It then goes on and tries to get an mbuf cluster to replace the one we just took off the ring.

if (bnx_get_buf(sc, &sw_prod, &sw_chain_prod, &sw_prod_bseq))

If bnx_get_buf fails, the code then calls bnx_add_buf to put the mbuf we just received back on the ring.

bnx_add_buf(sc, m, &sw_prod, &sw_chain_prod, &sw_prod_bseq)

Inside bnx_add_buf, first we put the mbuf (the recycled m) at sw_chain_prod. Because this is the same as sw_chain_cons, m gets placed back at the point we just nulled out.

sc->rx_buf_ptr[*chain_prod] = m_new;

Then sw_chain_prod gets bumped up.

*prod = NEXT_RX_BD(*prod);
*chain_prod = RX_CHAIN_IDX(*prod);

When the code returns from bnx_add_buf, a "continue" is executed, thus going around the loop again.

sw_chain_cons has NOT been incremented, since that call to NEXT_RX_BD is further down in processing in the loop.

However, sw_chain_prod has been advanced in bnx_add_buf.

Next time around the loop, we do all of the above, but now sw_chain_prod is one greater than sw_chain_cons. Because we know we're out of mbuf clusters, bnx_get_buf will fail again, and we will recycle the mbuf once again. However, this time, it will be placed one place ahead of sw_chain_cons. Now we have lost an mbuf cluster forever (because there was one already at sc->rx_buf_ptr[*chain_prod] which will be overwritten), and things go downhill from there. Eventually we lose all mbuf clusters, and our interfaces no longer function at all.

Note, there is another condition in which we recycle mbufs, which suffers from the same problem.

I can think of four things we can do, but I'm not sure which is the "right" answer.

1. When we return from bnx_add_buf, restore sw_chain_prod to whatever it was before we called bnx_add_buf. This will probably cause an infinite loop, so probably isn't a great solution.

2. When we return from bnx_add_buf, push sw_cons along. This will cause all of the packets that the bnx driver has sucked in to be dropped.

3. Instead of calling continue, call break. This will leave the receive chain intact. It breaks out of the loop, but bnx_rx_intr will probably be called trying to process the same packet over and over.

4. Instead of calling continue, increment sw_cons and break. This will cause one packet to be dropped, will at least change conditions for the driver.

I shall try all of these options and see what happens...

-Bev
--
Posted automagically by a mail2news gateway at muc.de e.V.
Please direct questions, flames, donations, etc. to news-***@muc.de

Joerg Sonnenberger

2012-04-19 23:43:26 UTC

Post by Beverly Schwartz
Note, there is another condition in which we recycle mbufs,
which suffers from the same problem.

The easiest approach for this is generally to invert the order. *First*
try to obtain an mbuf for the list. If that fails, just drop the newly
received packet. That avoids most of the complications.

Joerg

--
Posted automagically by a mail2news gateway at muc.de e.V.
Please direct questions, flames, donations, etc. to news-***@muc.de

Beverly Schwartz

2012-04-19 23:45:35 UTC

That won't work in this case. If bnx_get_buf succeeds in getting an mbuf cluster, it then puts it in the rx ring. If we haven't removed the mbuf first, there will be no place to put the new mbuf.

**Collected data**
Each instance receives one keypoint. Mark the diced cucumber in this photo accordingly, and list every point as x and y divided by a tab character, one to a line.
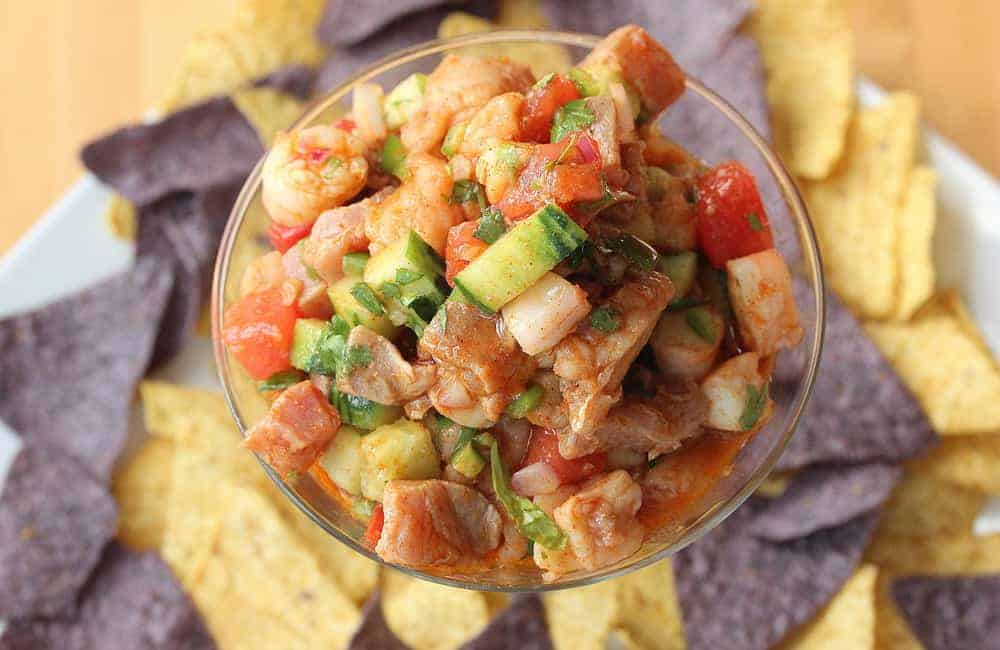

**Task details**
Continue the mailing-list thread about the bnx driver losing mbuf clusters from its last message onward.

**Written response**
-Bev

Post by Joerg Sonnenberger

Post by Beverly Schwartz
Note, there is another condition in which we recycle mbufs,
which suffers from the same problem.

The easiest approach for this is generally to invert the order. *First*
try to obtain an mbuf for the list. If that fails, just drop the newly
received packet. That avoids most of the complications.
Joerg

--
Posted automagically by a mail2news gateway at muc.de e.V.
Please direct questions, flames, donations, etc. to news-***@muc.de

Matt Thomas

2012-04-20 00:27:09 UTC

Post by Beverly Schwartz

Post by Matt Thomas
Unfortunately, that can lead to receiver livelock (spend all the time servicing interrupts without making progress). The best thing to do is pass the packet up the stack and just another packet to the hardware. Instead use bnx_tick to add mbufs if needed. This gives the stack a chance to run and hopefully free some mbufs.

I tried that. And at first, things move along. But eventually, bnx_rx_intr never gets called, because
if (sblk->status_rx_quick_consumer_index0 != sc->nw_rx_cons)
in bnx_intr always fails.

For now, can you try the patch at

http://www.netbsd.org/~matt/if_bnx-diff.txt

It's kind of ugly but it is a minimal change.
--
Posted automagically by a mail2news gateway at muc.de e.V.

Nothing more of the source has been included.